(GIVEN PROBLEM 1)
Say whether each of these statements agrees with the forum thread on the driving route, answering yes or no and quoting the words of the thread that decide it. (a) The reply recommends staying in Laredo and crossing into Mexico early in the morning. (b) The reply's writer always makes hotel reservations ahead of time. (c) The suggested route uses I-40 to reach Dallas/Fort Worth.

(TEXT SEGMENT)

- - - - - - -

# NEED DRIVING ROUTE; WINDSOR,ON-TLAQUEPAQUE,Jalisco



## kathryn (May 10, 2010)

Could someone send me the best route from Windsor to Tlaquepaque?Also, best place to cross into Mx? and best place to stay overnight between crossing and Tlaquepaque? Thanx.........


----------



## RVGRINGO (May 16, 2007)

That's a lot of 'bests' and what I offer will be the most direct and simple route:
Once in the USA and on I-94, proceed south to I-75 to Cincinnati. From there, take i-71 to Louisville and I-65 to Nashville. I-40 will take you to Little Rock and I-30 to Dallas/Fort Worth. Then, take I-35 to Laredo, Texas and the border crossing into Mexico. It is wise to stay in Laredo and cross early in the morning to avoid heavy traffic and delays. You will get your FMM and your 'Importada temporal' for your car before proceeding on the highway (82) or the Cuota (toll road) to Monterrey and Saltillo, where you will take 57 south to San Luis Potosi. From there, take 80 to Lagos de Moreno and 80 and 90 on to Guadalajara, where you will see signs for Tlaquepaque.
I suggest you get a copy of Guia Roji Gran Atlas de Carreteras (available online) and trace out this route, planning your daily drive so that you can avoid driving in the dark, or even before dawn, in Mexico. We've never made advance reservations and have always found a pleasant hotel without any problem. We prefer to go into 'Centro' in the cities we stay, so that we can explore restaurants, walk off the 'driving legs' and enjoy whatever entertainment may be available on the central squares. You might choose to stay in Matehuala or San Luis Potosi, depending upon how quickly your clear customs/immigration and bancercito. In either case, hotels will be obvious.

- - - - - - -

(INFORMATION SUPPLIED)
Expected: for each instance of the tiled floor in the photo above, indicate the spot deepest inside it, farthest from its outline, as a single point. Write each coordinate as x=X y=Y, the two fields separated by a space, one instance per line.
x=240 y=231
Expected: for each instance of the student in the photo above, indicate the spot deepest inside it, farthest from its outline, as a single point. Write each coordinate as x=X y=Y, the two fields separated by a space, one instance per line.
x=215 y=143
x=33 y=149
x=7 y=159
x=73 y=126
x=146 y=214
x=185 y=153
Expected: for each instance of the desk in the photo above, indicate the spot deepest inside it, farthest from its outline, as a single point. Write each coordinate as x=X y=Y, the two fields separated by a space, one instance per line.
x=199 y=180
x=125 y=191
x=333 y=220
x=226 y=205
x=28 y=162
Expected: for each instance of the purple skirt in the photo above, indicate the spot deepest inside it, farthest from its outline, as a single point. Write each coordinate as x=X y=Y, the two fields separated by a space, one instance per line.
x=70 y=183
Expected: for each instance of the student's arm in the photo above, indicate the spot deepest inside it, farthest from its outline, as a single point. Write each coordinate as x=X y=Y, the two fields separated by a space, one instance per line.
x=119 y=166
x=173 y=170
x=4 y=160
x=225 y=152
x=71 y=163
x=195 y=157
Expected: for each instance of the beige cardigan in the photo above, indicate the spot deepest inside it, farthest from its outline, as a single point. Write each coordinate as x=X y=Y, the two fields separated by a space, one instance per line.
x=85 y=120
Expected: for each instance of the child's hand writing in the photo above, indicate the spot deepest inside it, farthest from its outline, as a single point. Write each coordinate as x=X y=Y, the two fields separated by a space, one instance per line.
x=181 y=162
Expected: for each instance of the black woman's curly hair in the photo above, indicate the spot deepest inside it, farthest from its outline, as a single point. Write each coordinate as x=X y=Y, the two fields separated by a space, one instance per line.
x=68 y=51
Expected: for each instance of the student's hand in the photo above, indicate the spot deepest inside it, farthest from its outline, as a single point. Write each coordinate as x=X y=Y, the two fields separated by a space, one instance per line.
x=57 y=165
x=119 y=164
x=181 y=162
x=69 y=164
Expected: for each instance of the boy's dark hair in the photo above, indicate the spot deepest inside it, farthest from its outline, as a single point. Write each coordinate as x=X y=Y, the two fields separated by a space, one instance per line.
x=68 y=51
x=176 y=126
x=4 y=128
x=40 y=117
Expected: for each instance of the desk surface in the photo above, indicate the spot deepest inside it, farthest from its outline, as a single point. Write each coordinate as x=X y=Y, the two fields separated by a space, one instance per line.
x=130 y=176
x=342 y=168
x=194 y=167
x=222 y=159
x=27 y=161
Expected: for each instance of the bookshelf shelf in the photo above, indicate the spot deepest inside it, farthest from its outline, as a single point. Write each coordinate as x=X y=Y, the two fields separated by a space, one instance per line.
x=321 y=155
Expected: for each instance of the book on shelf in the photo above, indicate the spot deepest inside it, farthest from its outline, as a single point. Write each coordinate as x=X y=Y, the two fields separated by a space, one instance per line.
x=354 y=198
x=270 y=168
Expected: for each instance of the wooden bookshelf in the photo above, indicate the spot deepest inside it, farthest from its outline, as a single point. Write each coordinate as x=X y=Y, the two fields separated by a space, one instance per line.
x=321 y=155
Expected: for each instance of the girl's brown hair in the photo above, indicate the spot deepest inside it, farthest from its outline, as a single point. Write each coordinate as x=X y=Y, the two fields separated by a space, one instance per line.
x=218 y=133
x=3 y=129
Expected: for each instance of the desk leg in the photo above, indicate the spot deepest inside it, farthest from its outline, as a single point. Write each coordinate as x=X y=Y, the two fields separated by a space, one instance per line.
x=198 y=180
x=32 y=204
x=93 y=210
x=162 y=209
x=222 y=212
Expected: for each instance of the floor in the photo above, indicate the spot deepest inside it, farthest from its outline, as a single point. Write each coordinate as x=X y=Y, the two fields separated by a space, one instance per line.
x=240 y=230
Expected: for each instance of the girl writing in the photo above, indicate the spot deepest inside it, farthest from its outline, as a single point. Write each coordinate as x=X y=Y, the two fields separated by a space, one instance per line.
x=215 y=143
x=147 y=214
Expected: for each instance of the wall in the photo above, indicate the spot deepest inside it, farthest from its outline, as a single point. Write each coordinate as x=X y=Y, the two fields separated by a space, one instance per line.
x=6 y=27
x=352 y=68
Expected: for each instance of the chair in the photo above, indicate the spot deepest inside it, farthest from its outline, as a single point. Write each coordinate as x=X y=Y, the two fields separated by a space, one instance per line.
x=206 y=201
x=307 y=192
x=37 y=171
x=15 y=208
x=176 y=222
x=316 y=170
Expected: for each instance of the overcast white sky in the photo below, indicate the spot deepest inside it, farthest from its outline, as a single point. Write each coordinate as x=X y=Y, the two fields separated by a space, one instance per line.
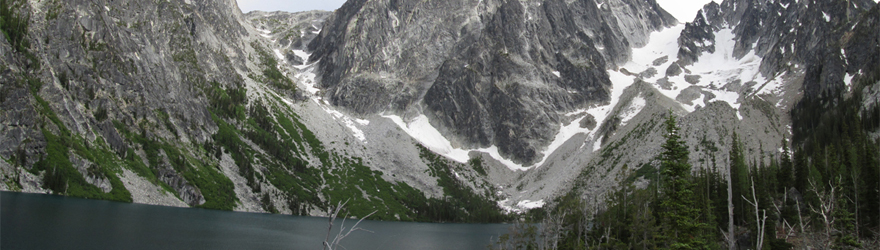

- - - - - - -

(GIVEN PROBLEM 2)
Copy out the rows word for word, starting with the first row and stopping after the row that contains "x=185 y=153".

(FULL SOLUTION 1)
(a) Yes: "It is wise to stay in Laredo and cross early in the morning to avoid heavy traffic and delays."
(b) No: "We've never made advance reservations and have always found a pleasant hotel without any problem."
(c) No: "I-40 will take you to Little Rock and I-30 to Dallas/Fort Worth."

(FULL SOLUTION 2)
Expected: for each instance of the tiled floor in the photo above, indicate the spot deepest inside it, farthest from its outline, as a single point. Write each coordinate as x=X y=Y, the two fields separated by a space, one instance per line.
x=240 y=231
Expected: for each instance of the student in the photo above, indicate the spot deepest inside it, farthest from its outline, as a single point. Write each coordinate as x=X y=Y, the two fields separated by a space, one instance per line.
x=215 y=143
x=33 y=149
x=7 y=159
x=73 y=126
x=146 y=214
x=185 y=153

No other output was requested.